Material supplied.
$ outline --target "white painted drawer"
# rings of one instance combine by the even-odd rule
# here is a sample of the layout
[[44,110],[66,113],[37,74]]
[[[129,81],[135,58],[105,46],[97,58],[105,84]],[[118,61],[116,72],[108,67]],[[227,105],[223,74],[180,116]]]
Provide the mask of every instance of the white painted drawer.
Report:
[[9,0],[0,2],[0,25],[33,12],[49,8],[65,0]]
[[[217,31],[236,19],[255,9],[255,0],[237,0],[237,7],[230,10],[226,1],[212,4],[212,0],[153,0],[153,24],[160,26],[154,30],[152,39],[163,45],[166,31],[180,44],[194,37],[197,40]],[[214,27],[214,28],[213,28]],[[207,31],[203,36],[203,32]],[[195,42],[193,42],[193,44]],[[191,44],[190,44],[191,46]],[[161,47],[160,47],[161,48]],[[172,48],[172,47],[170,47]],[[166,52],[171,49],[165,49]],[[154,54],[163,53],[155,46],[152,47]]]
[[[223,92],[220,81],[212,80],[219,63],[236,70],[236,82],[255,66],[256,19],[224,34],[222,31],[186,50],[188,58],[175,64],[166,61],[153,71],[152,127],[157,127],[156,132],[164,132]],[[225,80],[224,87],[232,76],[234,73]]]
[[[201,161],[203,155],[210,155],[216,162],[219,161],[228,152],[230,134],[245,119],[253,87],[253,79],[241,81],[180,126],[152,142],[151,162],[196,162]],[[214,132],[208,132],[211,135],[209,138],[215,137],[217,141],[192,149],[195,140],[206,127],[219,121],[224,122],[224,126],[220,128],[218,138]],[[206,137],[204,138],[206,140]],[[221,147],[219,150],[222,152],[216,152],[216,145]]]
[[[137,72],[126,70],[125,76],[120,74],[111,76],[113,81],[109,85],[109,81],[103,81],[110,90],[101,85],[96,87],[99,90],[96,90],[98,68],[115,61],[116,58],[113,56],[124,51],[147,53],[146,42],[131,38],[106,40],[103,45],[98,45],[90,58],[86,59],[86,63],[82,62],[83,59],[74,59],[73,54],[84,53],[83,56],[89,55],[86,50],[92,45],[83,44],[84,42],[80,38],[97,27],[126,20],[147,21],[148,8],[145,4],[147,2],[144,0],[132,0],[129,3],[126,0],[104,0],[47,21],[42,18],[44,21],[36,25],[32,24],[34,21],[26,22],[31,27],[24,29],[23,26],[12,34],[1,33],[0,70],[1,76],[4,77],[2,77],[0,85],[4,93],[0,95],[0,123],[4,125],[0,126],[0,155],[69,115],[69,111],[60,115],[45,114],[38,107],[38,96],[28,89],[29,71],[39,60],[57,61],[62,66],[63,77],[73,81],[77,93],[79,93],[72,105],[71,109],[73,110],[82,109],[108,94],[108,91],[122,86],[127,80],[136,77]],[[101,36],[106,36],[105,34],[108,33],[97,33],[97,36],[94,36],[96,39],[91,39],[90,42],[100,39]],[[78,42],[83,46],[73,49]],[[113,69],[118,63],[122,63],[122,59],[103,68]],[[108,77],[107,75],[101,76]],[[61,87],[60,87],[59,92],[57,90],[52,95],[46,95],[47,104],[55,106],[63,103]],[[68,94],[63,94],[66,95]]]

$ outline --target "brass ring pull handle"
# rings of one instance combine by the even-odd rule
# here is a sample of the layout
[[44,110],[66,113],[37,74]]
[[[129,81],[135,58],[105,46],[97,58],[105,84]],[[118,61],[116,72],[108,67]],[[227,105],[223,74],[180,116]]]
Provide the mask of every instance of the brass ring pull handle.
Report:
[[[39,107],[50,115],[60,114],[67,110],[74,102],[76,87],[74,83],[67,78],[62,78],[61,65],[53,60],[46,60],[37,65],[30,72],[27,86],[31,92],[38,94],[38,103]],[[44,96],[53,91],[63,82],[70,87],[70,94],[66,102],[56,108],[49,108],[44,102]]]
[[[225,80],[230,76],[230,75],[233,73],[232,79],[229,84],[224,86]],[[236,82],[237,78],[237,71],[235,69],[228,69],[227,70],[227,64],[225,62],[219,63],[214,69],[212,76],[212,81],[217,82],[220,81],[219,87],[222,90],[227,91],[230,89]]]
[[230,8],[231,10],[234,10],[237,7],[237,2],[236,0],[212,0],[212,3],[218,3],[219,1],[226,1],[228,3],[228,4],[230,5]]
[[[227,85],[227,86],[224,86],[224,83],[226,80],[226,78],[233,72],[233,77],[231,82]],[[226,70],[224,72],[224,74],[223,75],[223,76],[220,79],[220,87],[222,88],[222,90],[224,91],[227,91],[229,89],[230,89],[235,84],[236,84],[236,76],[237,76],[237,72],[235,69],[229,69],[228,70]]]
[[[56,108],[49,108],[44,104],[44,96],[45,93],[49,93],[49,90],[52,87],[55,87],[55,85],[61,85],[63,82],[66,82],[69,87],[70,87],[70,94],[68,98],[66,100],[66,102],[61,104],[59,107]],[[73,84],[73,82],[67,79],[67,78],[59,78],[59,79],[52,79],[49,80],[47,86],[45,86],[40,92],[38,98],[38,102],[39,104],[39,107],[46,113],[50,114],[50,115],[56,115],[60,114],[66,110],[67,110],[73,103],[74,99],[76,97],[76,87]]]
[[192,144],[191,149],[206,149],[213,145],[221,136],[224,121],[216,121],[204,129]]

Task instructions. Update all the lines above by replacing every "white painted drawer" with "painted wooden drawer". Leave everything else unchanged.

The solution.
$ outline --target "painted wooden drawer"
# rings of one instance combine by the even-odd rule
# here is a sample of the layout
[[44,110],[66,113],[37,74]]
[[[129,81],[135,58],[105,46],[97,58],[105,84]],[[118,61],[116,72],[108,67]],[[227,105],[223,74],[180,116]]]
Provide the mask of every instance of the painted wooden drawer.
Report:
[[9,0],[0,2],[0,25],[33,12],[49,8],[65,0]]
[[[217,31],[236,19],[255,9],[255,0],[237,0],[237,7],[230,10],[226,1],[212,4],[212,0],[153,0],[153,24],[160,26],[154,30],[152,39],[163,45],[166,31],[180,44],[194,37],[197,40]],[[214,27],[214,28],[213,28]],[[207,31],[203,36],[203,32]],[[195,42],[193,42],[193,44]],[[191,44],[190,44],[191,46]],[[161,47],[160,47],[161,48]],[[172,48],[172,47],[170,47]],[[166,52],[171,49],[165,49]],[[154,54],[163,53],[155,46],[152,47]]]
[[[223,92],[220,81],[212,80],[219,63],[236,70],[236,82],[255,66],[256,19],[224,34],[222,31],[186,50],[188,58],[175,64],[166,61],[153,71],[152,127],[157,127],[156,132],[164,132]],[[225,80],[224,87],[232,76],[234,73]]]
[[[201,161],[203,155],[210,155],[216,162],[219,161],[228,152],[230,134],[245,119],[253,87],[253,79],[241,81],[180,126],[152,142],[151,162],[196,162]],[[214,132],[208,132],[211,135],[209,138],[215,137],[217,141],[192,149],[195,140],[206,127],[219,121],[224,122],[224,126],[220,128],[218,138]],[[206,137],[204,138],[206,140]],[[221,147],[219,150],[222,152],[216,152],[216,145]]]
[[[137,72],[126,70],[125,76],[120,74],[111,76],[113,81],[109,85],[109,81],[103,81],[110,90],[101,85],[96,87],[99,90],[96,90],[98,68],[115,61],[116,58],[113,56],[124,51],[147,53],[146,42],[131,38],[106,40],[103,45],[98,45],[90,58],[86,59],[86,63],[82,62],[83,59],[74,59],[73,54],[84,53],[83,56],[89,55],[86,50],[92,45],[83,44],[84,42],[80,38],[97,27],[126,20],[147,21],[148,8],[145,4],[147,2],[144,0],[132,0],[129,3],[126,0],[104,0],[47,21],[42,18],[44,21],[36,25],[32,24],[34,21],[26,22],[31,27],[24,29],[23,26],[12,34],[1,33],[0,70],[1,76],[4,77],[2,77],[0,85],[4,93],[0,95],[0,123],[4,125],[0,126],[0,155],[69,115],[69,111],[60,115],[45,114],[38,107],[38,96],[28,89],[29,71],[39,60],[57,61],[62,66],[63,77],[73,81],[77,93],[79,93],[72,105],[71,109],[73,110],[82,109],[108,94],[108,91],[122,86],[127,80],[136,77]],[[101,36],[106,36],[105,34],[108,33],[97,33],[97,36],[94,36],[96,39],[91,39],[90,42],[100,39]],[[78,42],[83,46],[73,49]],[[113,69],[118,63],[122,63],[122,59],[103,68]],[[108,77],[107,75],[101,76]],[[61,87],[60,87],[59,92],[57,90],[52,95],[46,95],[47,104],[55,106],[63,103]],[[68,94],[63,94],[66,95]]]

$ outline --target "brass ring pull handle"
# rings of one instance combine by the even-odd rule
# here is a sample of the layout
[[44,110],[66,113],[37,74]]
[[[129,81],[135,58],[105,46],[97,58],[105,84]],[[118,61],[116,72],[108,67]],[[227,105],[223,74],[180,116]]]
Provide the mask of every instance of the brass ring pull handle.
Report:
[[[39,107],[50,115],[60,114],[67,110],[74,102],[76,87],[74,83],[67,78],[62,78],[61,65],[53,60],[46,60],[37,65],[30,72],[27,86],[31,92],[38,94],[38,103]],[[44,96],[53,91],[63,82],[70,87],[70,94],[66,102],[56,108],[49,108],[44,102]]]
[[[225,80],[230,76],[230,75],[233,73],[232,79],[229,84],[224,86]],[[236,82],[237,78],[237,71],[235,69],[228,69],[227,70],[227,64],[225,62],[219,63],[214,69],[212,76],[212,81],[217,82],[220,81],[219,87],[222,90],[227,91],[230,89]]]
[[230,8],[231,10],[234,10],[237,7],[237,2],[236,0],[212,0],[212,3],[218,3],[219,1],[226,1],[228,3],[228,4],[230,5]]
[[[227,85],[227,86],[224,86],[224,83],[226,80],[226,78],[233,72],[233,77],[231,82]],[[226,70],[224,72],[224,74],[223,75],[223,76],[220,79],[220,87],[222,88],[222,90],[224,91],[227,91],[229,89],[230,89],[235,84],[236,84],[236,76],[237,76],[237,72],[235,69],[229,69],[228,70]]]
[[[56,108],[49,108],[44,104],[44,96],[45,93],[49,93],[49,90],[52,87],[55,87],[55,85],[61,85],[63,82],[66,82],[69,87],[70,87],[70,94],[68,98],[66,100],[66,102],[61,104],[59,107]],[[73,84],[73,82],[67,79],[67,78],[59,78],[59,79],[52,79],[49,80],[47,86],[45,86],[40,92],[38,98],[38,102],[39,104],[39,107],[46,113],[50,114],[50,115],[56,115],[60,114],[66,110],[67,110],[73,103],[74,99],[76,97],[76,87]]]
[[192,144],[191,149],[206,149],[213,145],[221,136],[224,121],[216,121],[204,129]]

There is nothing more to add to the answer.